WORK REQUEST
Rename "rough mask" to "coarse mask" throughout the listing below, leaving every other part of the listing unchanged.

### DATA EXTRACT ###

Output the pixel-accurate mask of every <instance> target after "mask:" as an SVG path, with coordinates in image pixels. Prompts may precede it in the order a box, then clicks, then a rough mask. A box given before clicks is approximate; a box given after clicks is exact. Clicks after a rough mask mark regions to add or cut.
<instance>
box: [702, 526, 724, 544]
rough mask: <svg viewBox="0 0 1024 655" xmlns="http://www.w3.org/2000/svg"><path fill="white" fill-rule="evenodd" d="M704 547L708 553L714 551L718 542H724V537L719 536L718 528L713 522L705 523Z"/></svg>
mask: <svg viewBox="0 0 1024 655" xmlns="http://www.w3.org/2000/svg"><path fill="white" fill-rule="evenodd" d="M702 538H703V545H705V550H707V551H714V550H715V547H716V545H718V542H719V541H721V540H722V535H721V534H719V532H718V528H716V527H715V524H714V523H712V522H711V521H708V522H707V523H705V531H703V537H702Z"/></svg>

###

SOLUTION TO THE EXERCISE
Output the pixel-accurate mask of every <instance> target after "mask:" as an SVG path, with coordinates in image pixels. Prompts may precede it in the order a box, then clicks, then a coarse mask. A box given before clicks is approximate; a box given after clicks is exact. Clicks after a coarse mask mark regions to add or cut.
<instance>
box: [702, 526, 724, 544]
coarse mask: <svg viewBox="0 0 1024 655" xmlns="http://www.w3.org/2000/svg"><path fill="white" fill-rule="evenodd" d="M704 547L708 553L714 551L718 542H724V537L719 536L718 528L713 522L705 523Z"/></svg>
mask: <svg viewBox="0 0 1024 655" xmlns="http://www.w3.org/2000/svg"><path fill="white" fill-rule="evenodd" d="M702 538H703V545H705V550H707V551H714V550H715V547H716V545H718V542H719V541H721V540H722V535H721V534H719V532H718V528H716V527H715V524H714V523H712V522H711V521H708V522H707V523H705V531H703V537H702Z"/></svg>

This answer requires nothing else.